======== Fragmento del texto
El autor simplifica sus viñetas hasta dejarlas al borde de la transparencia. Se mueve muchas veces en ese terreno fronterizo en que el dibujo empieza a ser un esquema. «Es como desaprender a dibujar. Yo he estudiado Bellas Artes, tengo formación clásica, pero me interesa sobre todo contar historias y hacerlas supersencillas y supercontundentes. Como si cada dibujo pudiera ser un cartel o una camiseta», defiende.
El creador de la cebolla delincuente deja a veces el humor de lado (tanto el dulce como el ácido) y se bate con indignación cuando aborda asuntos como la tragedia de los refugiados o la discriminación de la mujer.
Sobre la muerte en el Mediterráneo, publicó una ilustración que representaba un naufragio. Los migrantes caían al agua, se ahogaban y su existencia acababa reducida a un texto de WhatsApp: «… este mensaje ha sido eliminado».
«Es un drama que conocemos por las redes y los medios, pero se nos olvida de un día para otro», expresa. ¿Por qué sobrecoge tanto ver las muertes de hombres y mujeres resumidas (frivolizadas) en un mensaje automático?
================
Tareas por resolver:
**a.** Según el fragmento sobre el autor de viñetas, ¿qué carrera estudió el autor?
**b.** Transcribe del fragmento sobre el autor de viñetas todo lo que va desde "El creador de" hasta "un mensaje automático?", ambos incluidos.
**c.** Continúa el fragmento sobre el autor de viñetas a partir de su última oración.
Las entradas no hacen falta para resolver nada.
======== Entradas proporcionadas
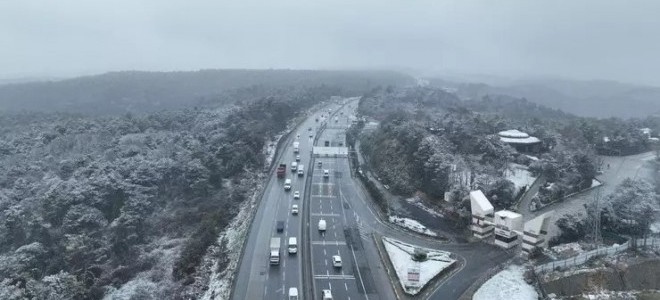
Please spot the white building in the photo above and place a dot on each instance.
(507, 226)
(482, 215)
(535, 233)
================
======== Entradas proporcionadas
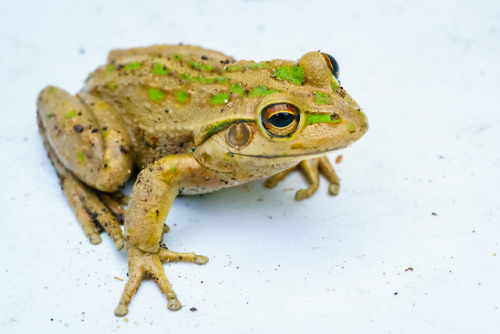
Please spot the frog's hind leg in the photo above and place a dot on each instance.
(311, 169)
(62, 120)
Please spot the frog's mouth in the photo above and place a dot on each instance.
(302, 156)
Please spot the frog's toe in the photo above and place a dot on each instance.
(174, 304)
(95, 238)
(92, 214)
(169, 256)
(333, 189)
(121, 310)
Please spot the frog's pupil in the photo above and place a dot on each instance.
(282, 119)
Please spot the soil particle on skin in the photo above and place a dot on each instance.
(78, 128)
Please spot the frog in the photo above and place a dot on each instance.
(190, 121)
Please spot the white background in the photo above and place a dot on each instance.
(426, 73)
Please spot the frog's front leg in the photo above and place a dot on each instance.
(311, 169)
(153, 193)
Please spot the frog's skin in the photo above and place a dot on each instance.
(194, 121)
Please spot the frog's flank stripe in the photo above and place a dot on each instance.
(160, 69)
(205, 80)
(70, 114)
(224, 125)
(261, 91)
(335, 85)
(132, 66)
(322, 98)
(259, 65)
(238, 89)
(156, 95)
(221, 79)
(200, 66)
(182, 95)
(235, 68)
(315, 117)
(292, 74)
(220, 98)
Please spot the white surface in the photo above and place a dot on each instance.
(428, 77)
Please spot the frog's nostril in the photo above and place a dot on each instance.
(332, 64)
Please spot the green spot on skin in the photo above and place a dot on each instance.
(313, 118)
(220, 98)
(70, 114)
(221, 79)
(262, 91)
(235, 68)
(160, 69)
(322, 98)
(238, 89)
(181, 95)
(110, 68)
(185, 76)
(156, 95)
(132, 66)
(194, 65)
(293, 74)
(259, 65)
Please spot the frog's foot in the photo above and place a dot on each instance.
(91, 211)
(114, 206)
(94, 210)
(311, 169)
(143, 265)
================
Respuestas por tarea:
**a.** Bellas Artes.

**b.**
El creador de la cebolla delincuente deja a veces el humor de lado (tanto el dulce como el ácido) y se bate con indignación cuando aborda asuntos como la tragedia de los refugiados o la discriminación de la mujer.
Sobre la muerte en el Mediterráneo, publicó una ilustración que representaba un naufragio. Los migrantes caían al agua, se ahogaban y su existencia acababa reducida a un texto de WhatsApp: «… este mensaje ha sido eliminado».
«Es un drama que conocemos por las redes y los medios, pero se nos olvida de un día para otro», expresa. ¿Por qué sobrecoge tanto ver las muertes de hombres y mujeres resumidas (frivolizadas) en un mensaje automático?

**c.**
Manejando el factor de lo impersonal, Javirroyo nos conecta con la vida de quien muere, ¿acaso cuando vemos un mensaje suprimido no nos intrigamos y deseamos saber más, penetrar en el otro a través de su silencio? Paradojas de la época: uno parece más humano y genuino cuando elimina mensajes que cuando finge a través de bandadas de emojis.
La mayoría del tiempo, sin embargo, el viñetista intenta trabajar con la risa sobre la boca. Recuerda el autor que Forges le contaba que, a veces, se descubría a sí mismo descojonándose delante de su propio dibujo. A él le ocurre lo mismo, aunque su nivel de carcajeo no siempre se sincroniza con el del público.
«A veces, las frikadas que a ti te matan de la risa no tienen casi likes, que en realidad te la suda bastante, pero es llamativo: luego algunas en las que no confías, lo petan». Poco importa, es un derecho inalienable del humorista gráfico (y de la humanidad) reírse las gracias a uno mismo.